* Direction 1 *
In the listing, start at the line containing "task: draw the outline of each instance of the quarry" and continue to the end of the listing. Write those lines out again, substituting "gravel pit" for "quarry floor" and changing nothing else.

* Text extract *
>> BEGIN

More on this to come soon.

Tuesday, April 23, 2019

More Info + Better Analytics = Less Tax Evasion: Guest Post by Gaute Solheim

There is little doubt that information is key to effective taxation, and that modern data collection systems are making tax administrators' (and in some ways, honest taxpayers') lives much easier.  I am personally wary of governments (or anyone) amassing all of the data gathering and analytic tools they might like, because I am concerned that life in the panopticon will not be tolerable for lots of reasons. My tolerance for leakage in taxpayer compliance to forestall the complete surveillance of all human activity by government may be higher or lower than others; I am not sure. But the following guest post by Gaute Solheim of the Norwegian Tax Administration gives a nice summary of the tax administrator's more optimistic view. Cross posted from the Surly Subgroup.

Do You Really Need More Information?

By Gaute Solheim, Senior Tax Advisor, Norwegian Tax Administration 

(Mr. Solheim writes in his individual capacity and does not purport to represent the views of the Norwegian Tax Administration.)
In a previous post, I explained with reference to the Cui 2017 paper on Third Party Information Reporting (TPIR) why I expect good quality TPIR, based on a primitive analysis of the human factor in corporate filings. When I started rereading Cui’s paper, I only read a few lines before a chapter heading from the CIA textbook “The Psychology of Intelligence Analysis” popped into my mind: Do you really need more information? That book contains a full chapter (starting on page 51) on how more information sometimes contributed nothing to the quality of the analysis, but was of immense help for the confidence of the analyst.
I will below make my argument for why the answer should be “yes” when it concerns the TPIR data mentioned by Cui in the paper, but it is a qualified yes. TPIR is a bit like cooking. Fantastic raw materials will not end up as gourmet meals on their own. You need a talented and skilled chef and a kitchen with the right tools, as well.
Having spent some time on capacity-building with less developed tax administrations than the Norwegian, I agree with Cui that establishing a TPIR machinery should not be the first priority in these countries. However, TPIR being the wrong starting point for some developing countries is not an argument for abstaining from it in Norway and other jurisdictions with better-resourced administrations. I will below state my case for why I find TPIR useful based on my observations working for the Norwegian Tax Administration (NTA) (which may of course differ from the opinions of the NTA itself).

>> END

* Direction 2 *
Answer these questions from the tax evasion post:
(a) What is Gaute Solheim's position at the Norwegian Tax Administration?
(b) On which page does the chapter in "The Psychology of Intelligence Analysis" begin?
(c) What activity does Solheim compare TPIR to?

* Extracted data *

>> BEGIN

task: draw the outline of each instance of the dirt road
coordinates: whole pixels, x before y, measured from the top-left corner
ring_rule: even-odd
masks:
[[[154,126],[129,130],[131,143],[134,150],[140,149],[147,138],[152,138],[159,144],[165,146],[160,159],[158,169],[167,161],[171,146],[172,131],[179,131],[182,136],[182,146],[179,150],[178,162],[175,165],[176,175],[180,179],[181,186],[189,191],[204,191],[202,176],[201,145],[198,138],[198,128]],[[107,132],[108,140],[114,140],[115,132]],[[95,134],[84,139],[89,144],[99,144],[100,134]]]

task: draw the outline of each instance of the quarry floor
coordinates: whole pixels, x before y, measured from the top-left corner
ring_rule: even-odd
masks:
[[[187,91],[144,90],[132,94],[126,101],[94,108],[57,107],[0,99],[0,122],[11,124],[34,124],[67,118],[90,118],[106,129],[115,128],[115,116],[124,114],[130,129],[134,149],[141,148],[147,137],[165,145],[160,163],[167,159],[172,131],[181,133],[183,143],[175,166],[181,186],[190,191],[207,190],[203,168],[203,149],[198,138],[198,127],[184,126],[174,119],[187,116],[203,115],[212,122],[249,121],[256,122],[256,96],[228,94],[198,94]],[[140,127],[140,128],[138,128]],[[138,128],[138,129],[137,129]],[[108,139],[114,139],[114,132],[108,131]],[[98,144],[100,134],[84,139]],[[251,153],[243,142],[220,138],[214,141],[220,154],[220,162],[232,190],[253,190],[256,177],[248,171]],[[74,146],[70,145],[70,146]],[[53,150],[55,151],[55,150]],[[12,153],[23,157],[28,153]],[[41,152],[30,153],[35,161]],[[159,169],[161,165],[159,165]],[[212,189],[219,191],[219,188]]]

>> END

* Solution 1 *
task: draw the outline of each instance of the gravel pit
coordinates: whole pixels, x before y, measured from the top-left corner
ring_rule: even-odd
masks:
[[[187,91],[144,90],[132,94],[126,101],[94,108],[57,107],[0,99],[0,122],[11,124],[34,124],[67,118],[90,118],[106,129],[115,128],[115,116],[124,114],[130,129],[134,149],[141,148],[147,137],[165,145],[160,163],[167,159],[172,131],[181,133],[183,143],[175,166],[181,186],[190,191],[207,190],[203,168],[203,149],[198,138],[198,127],[184,126],[174,119],[187,116],[203,115],[212,122],[249,121],[256,122],[256,96],[228,94],[198,94]],[[140,127],[140,128],[138,128]],[[138,128],[138,129],[137,129]],[[108,139],[114,139],[114,132],[108,131]],[[98,144],[100,134],[84,139]],[[251,153],[243,142],[220,138],[214,141],[220,154],[220,162],[232,190],[253,190],[256,177],[248,171]],[[74,146],[70,145],[70,146]],[[53,150],[55,151],[55,150]],[[12,153],[23,157],[28,153]],[[41,152],[30,153],[35,161]],[[159,169],[161,165],[159,165]],[[212,189],[219,191],[219,188]]]

* Solution 2 *
(a) Senior Tax Advisor
(b) Page 51
(c) Cooking